-- SEZIONE DI TESTO --

· · · · · · ·

Cass. Sez. III n. 57939 del 29 dicembre 2018 (Ud 4 mag 2017)
Presidente: Fiale Estensore: Liberati Imputato: Carbone ed alti
Urbanistica. Sequestro preventivo finalizzato alla confisca
 
Quando il sequestro preventivo è disposto in vista della confisca obbligatoria prevista per il reato di lottizzazione abusiva dall’art. 44, comma 2, d.P.R. 380/2001 per il suo mantenimento non occorre il permanere di esigenze probatorie o di prevenzione.


RITENUTO IN FATTO

1. Con ordinanza del 7 novembre 2016 il Tribunale di Roma ha respinto l’appello cautelare proposto da Fabiana Carbone e Antonio Walter Scorza nei confronti del decreto del 3 ottobre 2016 del Giudice per le indagini preliminari del Tribunale di Velletri, con cui era stata respinta la loro richiesta di revoca del sequestro preventivo di un terreno e dei fabbricati sullo stesso insistenti, in Comune di Ardea, disposto in relazione al reato di cui all’art. 44, lett. c), d.P.R. 380/2001.

· · · · · · ·

-- CONSEGNA 1 --
Riscrivi senza alcuna modifica le righe dei record che vanno dalla riga con "Note to the class: identify the red" alla riga con "Note to the class: identify the parked", entrambe comprese.

· · · · · · ·

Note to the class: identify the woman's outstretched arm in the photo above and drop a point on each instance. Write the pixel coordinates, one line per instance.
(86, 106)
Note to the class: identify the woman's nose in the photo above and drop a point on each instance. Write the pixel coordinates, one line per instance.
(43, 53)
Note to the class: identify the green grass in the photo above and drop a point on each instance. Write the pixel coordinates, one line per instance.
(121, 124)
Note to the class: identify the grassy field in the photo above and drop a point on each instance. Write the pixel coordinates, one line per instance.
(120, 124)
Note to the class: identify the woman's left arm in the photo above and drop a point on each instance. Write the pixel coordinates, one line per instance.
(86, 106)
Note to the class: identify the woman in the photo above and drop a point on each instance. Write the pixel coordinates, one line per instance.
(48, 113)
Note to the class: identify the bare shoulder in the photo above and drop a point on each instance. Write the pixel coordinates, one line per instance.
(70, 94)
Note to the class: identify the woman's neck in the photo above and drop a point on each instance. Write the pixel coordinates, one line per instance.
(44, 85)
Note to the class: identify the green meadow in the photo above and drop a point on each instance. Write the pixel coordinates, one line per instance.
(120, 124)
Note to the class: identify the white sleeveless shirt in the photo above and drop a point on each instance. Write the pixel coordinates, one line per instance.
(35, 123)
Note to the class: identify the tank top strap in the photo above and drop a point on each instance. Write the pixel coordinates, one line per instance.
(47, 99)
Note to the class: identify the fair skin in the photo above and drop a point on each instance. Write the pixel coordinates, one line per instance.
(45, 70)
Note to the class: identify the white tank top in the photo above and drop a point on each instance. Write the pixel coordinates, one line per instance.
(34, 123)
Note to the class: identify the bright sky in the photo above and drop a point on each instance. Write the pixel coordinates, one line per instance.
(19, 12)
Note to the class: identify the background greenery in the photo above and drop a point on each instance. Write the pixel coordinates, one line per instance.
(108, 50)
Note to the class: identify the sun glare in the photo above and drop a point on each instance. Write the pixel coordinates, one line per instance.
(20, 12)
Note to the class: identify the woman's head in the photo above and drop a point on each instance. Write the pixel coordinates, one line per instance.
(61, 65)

· · · · · · ·

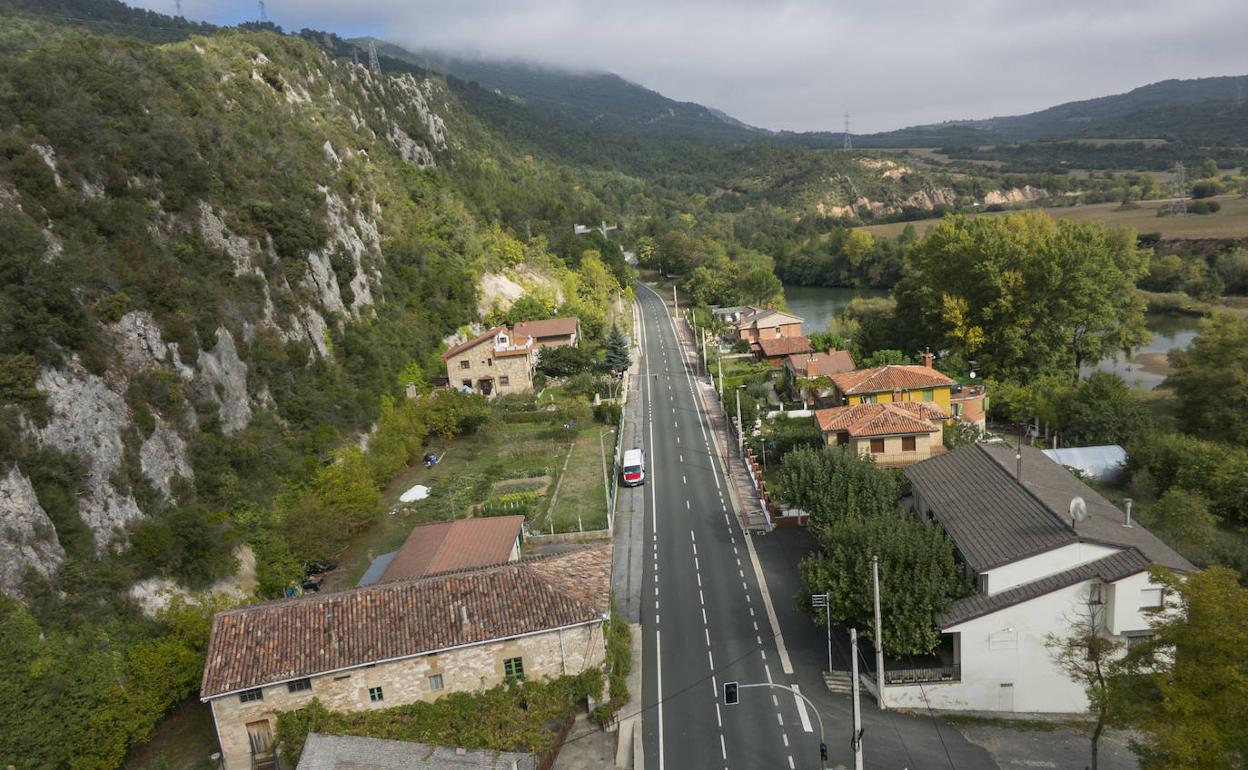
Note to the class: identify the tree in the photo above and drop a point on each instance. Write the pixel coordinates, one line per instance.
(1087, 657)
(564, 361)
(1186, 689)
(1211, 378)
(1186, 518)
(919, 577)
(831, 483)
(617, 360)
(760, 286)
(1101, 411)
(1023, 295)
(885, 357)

· · · · · · ·

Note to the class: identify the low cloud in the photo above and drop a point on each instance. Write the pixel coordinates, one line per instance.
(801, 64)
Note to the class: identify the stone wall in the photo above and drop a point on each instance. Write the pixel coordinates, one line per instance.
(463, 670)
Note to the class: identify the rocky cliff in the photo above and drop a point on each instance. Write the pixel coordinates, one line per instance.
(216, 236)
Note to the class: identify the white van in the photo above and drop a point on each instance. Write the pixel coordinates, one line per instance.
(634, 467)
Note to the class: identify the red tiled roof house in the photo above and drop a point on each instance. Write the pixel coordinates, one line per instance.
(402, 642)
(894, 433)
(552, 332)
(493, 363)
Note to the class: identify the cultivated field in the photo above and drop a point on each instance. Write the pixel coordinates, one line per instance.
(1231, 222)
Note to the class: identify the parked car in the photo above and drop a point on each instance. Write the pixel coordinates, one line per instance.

· · · · · · ·

-- CONSEGNA 2 --
Trascrivi fedelmente il passo della sentenza sul sequestro preventivo da "RITENUTO IN FATTO" a "c), d.P.R. 380/2001.".

-- RISULTATO 1 --
Note to the class: identify the red tiled roof house in the photo above and drop a point on each instance. Write the pixel coordinates, one line per instance.
(402, 642)
(894, 433)
(552, 332)
(493, 363)
Note to the class: identify the cultivated field in the photo above and drop a point on each instance. Write the pixel coordinates, one line per instance.
(1231, 222)
Note to the class: identify the parked car in the photo above and drop a point on each instance. Write the pixel coordinates, one line per instance.

-- RISULTATO 2 --
RITENUTO IN FATTO

1. Con ordinanza del 7 novembre 2016 il Tribunale di Roma ha respinto l’appello cautelare proposto da Fabiana Carbone e Antonio Walter Scorza nei confronti del decreto del 3 ottobre 2016 del Giudice per le indagini preliminari del Tribunale di Velletri, con cui era stata respinta la loro richiesta di revoca del sequestro preventivo di un terreno e dei fabbricati sullo stesso insistenti, in Comune di Ardea, disposto in relazione al reato di cui all’art. 44, lett. c), d.P.R. 380/2001.